Entries on locating named things
"""
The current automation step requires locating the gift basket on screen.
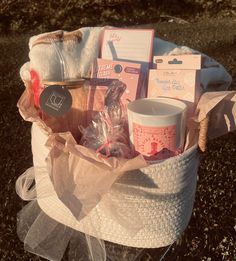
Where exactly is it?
[16,27,236,260]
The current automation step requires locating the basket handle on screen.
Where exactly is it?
[198,113,210,152]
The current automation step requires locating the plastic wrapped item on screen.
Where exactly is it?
[80,80,132,158]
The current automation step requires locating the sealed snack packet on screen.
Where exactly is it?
[80,80,132,158]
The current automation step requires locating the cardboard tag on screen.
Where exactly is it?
[39,85,72,116]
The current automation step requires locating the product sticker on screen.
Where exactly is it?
[39,85,72,116]
[133,123,177,160]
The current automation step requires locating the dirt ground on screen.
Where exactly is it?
[0,17,236,261]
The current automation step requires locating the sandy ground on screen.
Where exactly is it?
[0,18,236,261]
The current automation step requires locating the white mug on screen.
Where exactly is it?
[127,98,187,161]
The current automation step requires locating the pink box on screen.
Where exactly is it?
[88,59,141,121]
[153,54,202,70]
[148,55,202,116]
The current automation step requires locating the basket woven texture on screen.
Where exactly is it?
[32,123,199,248]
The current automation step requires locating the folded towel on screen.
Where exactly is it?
[29,27,103,81]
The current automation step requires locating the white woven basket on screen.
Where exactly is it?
[32,123,199,248]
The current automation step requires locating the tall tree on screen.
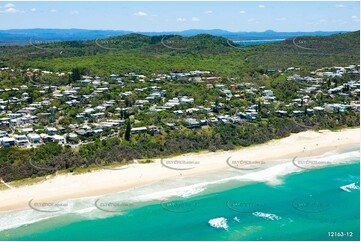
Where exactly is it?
[124,118,131,141]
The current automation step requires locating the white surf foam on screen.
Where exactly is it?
[208,217,228,230]
[252,212,282,220]
[340,182,360,192]
[0,150,360,231]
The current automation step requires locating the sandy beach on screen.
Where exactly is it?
[0,128,360,211]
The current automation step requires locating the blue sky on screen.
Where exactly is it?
[0,1,360,31]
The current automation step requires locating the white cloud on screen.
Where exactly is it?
[4,3,15,8]
[176,18,187,22]
[4,8,24,13]
[351,15,360,22]
[133,11,148,16]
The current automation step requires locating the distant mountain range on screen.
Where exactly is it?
[0,29,348,45]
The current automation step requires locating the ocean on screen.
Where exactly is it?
[233,39,285,45]
[0,147,360,241]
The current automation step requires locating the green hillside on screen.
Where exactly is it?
[0,31,360,75]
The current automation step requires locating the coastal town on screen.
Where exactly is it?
[0,64,360,148]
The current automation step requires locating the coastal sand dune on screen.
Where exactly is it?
[0,128,360,211]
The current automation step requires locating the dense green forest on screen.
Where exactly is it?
[0,31,360,76]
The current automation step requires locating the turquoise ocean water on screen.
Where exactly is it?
[0,149,360,240]
[233,39,285,45]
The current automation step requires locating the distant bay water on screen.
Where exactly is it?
[233,39,285,45]
[0,147,360,241]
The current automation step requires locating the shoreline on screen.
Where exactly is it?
[0,128,360,212]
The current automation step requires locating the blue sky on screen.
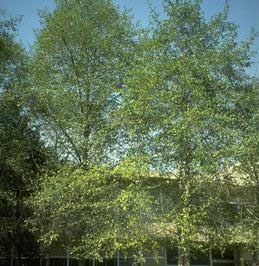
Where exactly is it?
[0,0,259,76]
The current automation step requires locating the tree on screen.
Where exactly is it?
[118,0,255,264]
[29,0,254,265]
[29,0,134,167]
[0,11,50,265]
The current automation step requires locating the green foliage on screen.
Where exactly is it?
[0,0,259,264]
[0,10,51,263]
[29,0,134,166]
[31,159,165,260]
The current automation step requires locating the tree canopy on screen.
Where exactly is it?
[0,0,259,265]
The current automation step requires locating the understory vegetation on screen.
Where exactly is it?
[0,0,259,265]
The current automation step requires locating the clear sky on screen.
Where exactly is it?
[0,0,259,76]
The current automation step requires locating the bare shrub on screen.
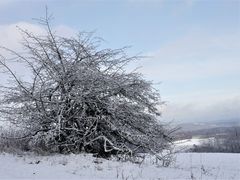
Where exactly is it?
[0,10,172,161]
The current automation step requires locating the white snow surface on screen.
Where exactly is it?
[0,153,240,180]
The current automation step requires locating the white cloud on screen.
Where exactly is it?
[139,34,240,81]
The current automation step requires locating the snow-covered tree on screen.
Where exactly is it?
[0,16,171,160]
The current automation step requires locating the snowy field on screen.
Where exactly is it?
[0,153,240,180]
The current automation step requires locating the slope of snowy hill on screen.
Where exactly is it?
[0,153,240,180]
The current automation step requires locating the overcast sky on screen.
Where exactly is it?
[0,0,240,122]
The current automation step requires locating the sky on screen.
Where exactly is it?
[0,0,240,122]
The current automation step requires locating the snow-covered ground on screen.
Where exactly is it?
[0,153,240,180]
[174,137,215,151]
"""
§ **Goal**:
Copy the lines above word for word, from the line containing "The current automation step requires locating the tall" through the line containing "[0,31,360,76]", including both of those lines. Leave the pictures out of your copy.

§ **Exercise result**:
The current automation step requires locating the tall tree on screen.
Where exactly is it?
[124,118,131,141]
The current automation step requires locating the white surf foam on screen.
Where exactly is it?
[208,217,228,230]
[252,212,282,220]
[340,182,360,192]
[0,150,360,231]
The current automation step requires locating the sandy beach on screen.
Where exactly is it?
[0,128,360,211]
The current automation step requires locating the blue sky on screen.
Where exactly is it?
[0,1,360,31]
The current automation step requires locating the white cloud on screen.
Where exactly is it?
[4,3,15,8]
[176,18,187,22]
[4,8,24,13]
[351,15,360,22]
[133,11,148,16]
The current automation step requires locating the distant mountain range on screen.
Where exactly is it?
[0,29,348,45]
The current automation step requires locating the ocean on screen.
Where exactly is it?
[233,39,285,45]
[0,147,360,241]
The current automation step requires locating the green hillside on screen.
Where exactly is it?
[0,31,360,75]
The current automation step requires locating the coastal town on screen.
Where exactly is it?
[0,64,360,148]
The current automation step requires locating the coastal sand dune on screen.
Where exactly is it?
[0,128,360,211]
The current automation step requires locating the dense green forest on screen.
Where exactly is it?
[0,31,360,76]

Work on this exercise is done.